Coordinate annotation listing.
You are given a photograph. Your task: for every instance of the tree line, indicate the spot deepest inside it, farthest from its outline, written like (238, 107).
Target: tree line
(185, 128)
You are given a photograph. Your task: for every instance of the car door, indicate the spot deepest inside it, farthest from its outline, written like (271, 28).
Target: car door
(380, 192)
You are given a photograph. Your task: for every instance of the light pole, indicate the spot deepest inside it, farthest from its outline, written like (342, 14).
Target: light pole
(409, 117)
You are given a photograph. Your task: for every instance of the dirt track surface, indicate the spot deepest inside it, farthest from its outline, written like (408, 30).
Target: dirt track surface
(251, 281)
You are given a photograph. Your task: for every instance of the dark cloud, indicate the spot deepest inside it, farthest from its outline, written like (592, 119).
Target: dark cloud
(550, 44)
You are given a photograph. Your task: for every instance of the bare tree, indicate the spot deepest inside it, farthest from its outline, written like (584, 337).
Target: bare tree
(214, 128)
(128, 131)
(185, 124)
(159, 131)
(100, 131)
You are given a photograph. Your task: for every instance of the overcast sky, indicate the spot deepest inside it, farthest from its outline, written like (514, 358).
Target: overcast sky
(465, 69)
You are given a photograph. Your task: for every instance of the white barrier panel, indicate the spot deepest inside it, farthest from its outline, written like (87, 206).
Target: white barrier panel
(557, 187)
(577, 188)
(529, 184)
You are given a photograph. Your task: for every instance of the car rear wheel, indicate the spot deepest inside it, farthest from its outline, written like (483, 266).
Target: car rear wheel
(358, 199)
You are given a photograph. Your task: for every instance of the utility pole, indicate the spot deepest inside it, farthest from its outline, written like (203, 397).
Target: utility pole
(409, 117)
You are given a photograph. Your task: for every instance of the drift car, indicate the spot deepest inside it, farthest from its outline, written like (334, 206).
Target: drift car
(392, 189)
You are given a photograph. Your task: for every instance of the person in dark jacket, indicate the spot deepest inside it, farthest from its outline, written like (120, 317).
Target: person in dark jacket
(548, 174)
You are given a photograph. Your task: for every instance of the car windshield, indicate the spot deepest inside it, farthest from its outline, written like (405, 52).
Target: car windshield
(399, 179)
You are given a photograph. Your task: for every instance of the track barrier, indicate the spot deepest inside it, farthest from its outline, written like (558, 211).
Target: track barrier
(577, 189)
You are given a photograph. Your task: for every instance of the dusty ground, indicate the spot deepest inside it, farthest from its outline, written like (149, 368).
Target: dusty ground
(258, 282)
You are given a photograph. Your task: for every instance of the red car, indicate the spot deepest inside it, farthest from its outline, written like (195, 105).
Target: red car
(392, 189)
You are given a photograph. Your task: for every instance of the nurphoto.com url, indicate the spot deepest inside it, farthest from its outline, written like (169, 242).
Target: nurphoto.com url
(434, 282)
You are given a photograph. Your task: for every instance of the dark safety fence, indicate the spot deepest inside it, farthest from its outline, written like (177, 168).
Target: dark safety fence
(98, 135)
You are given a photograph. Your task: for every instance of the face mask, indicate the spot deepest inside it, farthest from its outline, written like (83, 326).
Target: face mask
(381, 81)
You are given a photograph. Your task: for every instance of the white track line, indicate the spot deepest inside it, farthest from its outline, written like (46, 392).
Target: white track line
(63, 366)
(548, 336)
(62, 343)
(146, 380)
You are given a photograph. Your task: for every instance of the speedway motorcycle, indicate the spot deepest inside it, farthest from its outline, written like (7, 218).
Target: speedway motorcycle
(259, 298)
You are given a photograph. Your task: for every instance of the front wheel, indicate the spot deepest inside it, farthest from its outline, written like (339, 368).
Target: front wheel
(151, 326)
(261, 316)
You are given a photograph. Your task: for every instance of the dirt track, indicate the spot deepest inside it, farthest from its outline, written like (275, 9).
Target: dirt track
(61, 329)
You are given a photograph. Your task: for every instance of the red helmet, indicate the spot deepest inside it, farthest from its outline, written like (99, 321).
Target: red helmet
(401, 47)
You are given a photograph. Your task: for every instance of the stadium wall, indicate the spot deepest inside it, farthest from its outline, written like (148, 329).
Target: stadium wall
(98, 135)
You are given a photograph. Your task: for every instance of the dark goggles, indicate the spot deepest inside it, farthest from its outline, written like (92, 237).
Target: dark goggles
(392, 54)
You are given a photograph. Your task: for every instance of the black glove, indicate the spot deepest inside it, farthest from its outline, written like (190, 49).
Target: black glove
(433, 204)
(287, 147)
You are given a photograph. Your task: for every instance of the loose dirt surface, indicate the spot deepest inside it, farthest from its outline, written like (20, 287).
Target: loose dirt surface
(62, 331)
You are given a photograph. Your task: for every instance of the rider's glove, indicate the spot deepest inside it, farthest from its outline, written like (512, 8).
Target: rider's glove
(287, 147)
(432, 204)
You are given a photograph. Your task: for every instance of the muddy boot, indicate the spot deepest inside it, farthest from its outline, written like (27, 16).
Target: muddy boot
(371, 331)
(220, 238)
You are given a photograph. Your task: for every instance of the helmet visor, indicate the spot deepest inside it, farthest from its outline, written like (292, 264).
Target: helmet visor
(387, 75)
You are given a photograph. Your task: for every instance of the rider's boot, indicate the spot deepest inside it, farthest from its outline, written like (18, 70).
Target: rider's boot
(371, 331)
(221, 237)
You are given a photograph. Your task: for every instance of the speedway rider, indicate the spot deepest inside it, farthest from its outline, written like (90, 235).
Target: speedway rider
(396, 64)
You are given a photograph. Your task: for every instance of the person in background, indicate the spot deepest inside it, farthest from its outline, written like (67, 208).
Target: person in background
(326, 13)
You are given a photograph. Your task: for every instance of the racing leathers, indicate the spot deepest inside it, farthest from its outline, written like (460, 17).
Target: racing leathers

Your instructions. Rewrite the whole listing with "farthest from its outline" replaced by "most distant from its boundary" everywhere it appears, leaving everything else unchanged.

Written reply.
You are given a photograph. Your task: for every instance of the tree line, indicate the spot deepest inside it, most distant from its boundary, written like (238, 107).
Target: tree line
(185, 128)
You are given a photograph. Your task: for every instance of the car door, indicate the spot deepest inside it, most distant from its boundary, written like (271, 28).
Target: car door
(380, 192)
You are given a photograph. Your task: for every instance of the light pole, indicate the spot deepest inside it, most distant from its boundary, written like (342, 14).
Target: light pole
(409, 117)
You are given a photograph. Your task: for every instance of the dirt track surface, indicate the spot deepest inside it, most distant from its boundary, written like (408, 30).
Target: dirt track surface
(251, 281)
You are given a photograph. Your task: for every instance of the dark cloud, indicate the spot deepest inside it, most distant from its boundary, written like (592, 119).
Target: dark cloud
(550, 44)
You are given a photograph. Your task: for every instance of the bare tree, indicate the spot deepest inside it, most distant from its boundary, written like (584, 337).
Target: bare tree
(214, 128)
(128, 131)
(185, 124)
(159, 131)
(100, 131)
You are given a photograph. Your task: for every instance of the overcast sky, indicate the spot deepest inside it, most distant from its boundary, written like (514, 358).
Target: overcast sky
(465, 69)
You are given a photograph. Your task: for every instance of the white barrier panel, indicate the spot deepest inside it, most distant from its boundary, written like (87, 206).
Target: white barrier panel
(557, 187)
(577, 188)
(529, 184)
You are given a photograph. Your task: for every instance of the car rear wheel, indicate the spot deepest inside it, most distant from its boundary, written like (483, 266).
Target: car rear wheel
(358, 199)
You are given a photograph. Your task: for every instance of the utility pole, indicate the spot deepest inside it, most distant from its boundary, written like (203, 397).
Target: utility pole
(409, 117)
You are given a photograph. Your task: for every instance of the drift car, indicate the spot deepest inside it, most distant from its boundary, written like (334, 206).
Target: drift car
(392, 189)
You are given a photograph. Your task: for every instance of the person in dark jacket, indicate the spot deepest inside it, most distant from its boundary, written like (120, 317).
Target: person in dark jacket
(548, 174)
You are given a photograph. Your task: for every instance of the car windshield, indicate the spot deepest inside it, most distant from its boundary, written like (405, 52).
Target: car windshield
(399, 179)
You are given a photograph. Your task: for every instance of the track barrier, indicate the spot deepest inside it, most distant from its boundary, written like (558, 211).
Target: track barrier
(577, 189)
You are given a photograph. Your task: for every instance of the dusty ground, indicate the spot deepest inside it, most distant from its boundary, written like (149, 368).
Target: dusty ground
(258, 282)
You are given a photograph. Your task: for every instance of the red car, indicate the spot deepest inside it, most distant from its boundary, written like (195, 105).
Target: red car
(392, 189)
You are given a photograph. Your task: for every instance of the nurphoto.com url, indicate the spot deepest inside it, most distant from its boundary, written like (169, 242).
Target: nurphoto.com url
(434, 282)
You are given a photograph. Your task: for every instance of the dark safety fence, indicate the spot deepest inside it, most distant from its boundary, written like (177, 168).
Target: dark safety fence
(98, 135)
You are given a photograph. Your task: for every instance of the face mask, indicate the spot deepest inside it, most distant from its boundary, written like (83, 326).
Target: face mask
(381, 81)
You are given a photograph. Your task: for every instance of the white track line, indicate the spot deepest inside it, most distant from its boundary, written like (46, 392).
Target: white track line
(63, 366)
(548, 336)
(62, 343)
(146, 380)
You are given a photograph. Your task: for every instance of the speedway motorcycle, indicate the spot deepest inside it, most distant from its boundary, written like (7, 218).
Target: speedway motorcycle
(259, 298)
You are given a photograph. Your task: for every instance of the front wheel, indicate the spot deepest inside it, most distant from its boundary, written like (339, 368).
Target: front wheel
(151, 326)
(261, 316)
You are given a photograph. Your task: for every instance of the dirt track, indicate the spot deepest inside it, most distant from its boundary, written like (275, 9).
Target: dirt track
(61, 329)
You are given a photograph. Your task: for every instance of the red helmet, indicate the spot deepest inside it, most distant from its boundary, written like (99, 321).
Target: red helmet
(401, 47)
You are given a photograph. Your task: for every instance of the stadium wall, indicate the spot deepest inside it, most distant from its boundary, written like (148, 329).
Target: stadium wall
(98, 135)
You are given a photograph. Your task: for every instance of the dark goggles, indicate the spot deepest inside it, most distant from its boundary, written like (92, 237).
Target: dark goggles
(392, 54)
You are given a photograph. Your task: for every instance of the black glove, indicate the spot deepest inside it, most distant from its boundary, written like (190, 49).
Target: black glove
(433, 204)
(287, 147)
You are given a photograph. Your task: for every instance of the loose dirt surface, indicate the spot deepest inside it, most distant from its boundary, written like (20, 287).
Target: loose dirt surface
(62, 331)
You are given a photograph. Your task: for every instance of the rider's glove, indicate the spot deepest inside it, most distant from its boundary, written like (512, 8).
Target: rider's glove
(287, 147)
(432, 204)
You are given a photograph. Your task: for every instance of the muddy boot, indicate the spot deepest inside it, most distant from its boundary, written like (27, 16).
Target: muddy boot
(371, 331)
(220, 238)
You are given a photograph. Your task: for every instance of the helmet visor, indicate the spot deepest inside it, most distant from its boundary, written like (292, 264).
Target: helmet visor
(387, 75)
You are given a photograph. Your task: for every instance of the rider's boot, indicate the spot deepest inside it, most distant from its boundary, written like (18, 70).
Target: rider's boot
(371, 331)
(221, 237)
You are given a photograph. Your task: for every instance of the speedway rider, indicate the spot deepest inside it, most distant from its boundary, written like (90, 235).
Target: speedway rider
(396, 64)
You are given a photograph. Your task: for every instance of the person in background, indicate the spot deepest inside it, most distant from its boundary, written like (67, 208).
Target: person in background
(326, 13)
You are given a photograph. Your task: for every instance of the racing leathers, indicate the spot deepest inside it, most distant from its boundary, written like (460, 17).
Target: racing leathers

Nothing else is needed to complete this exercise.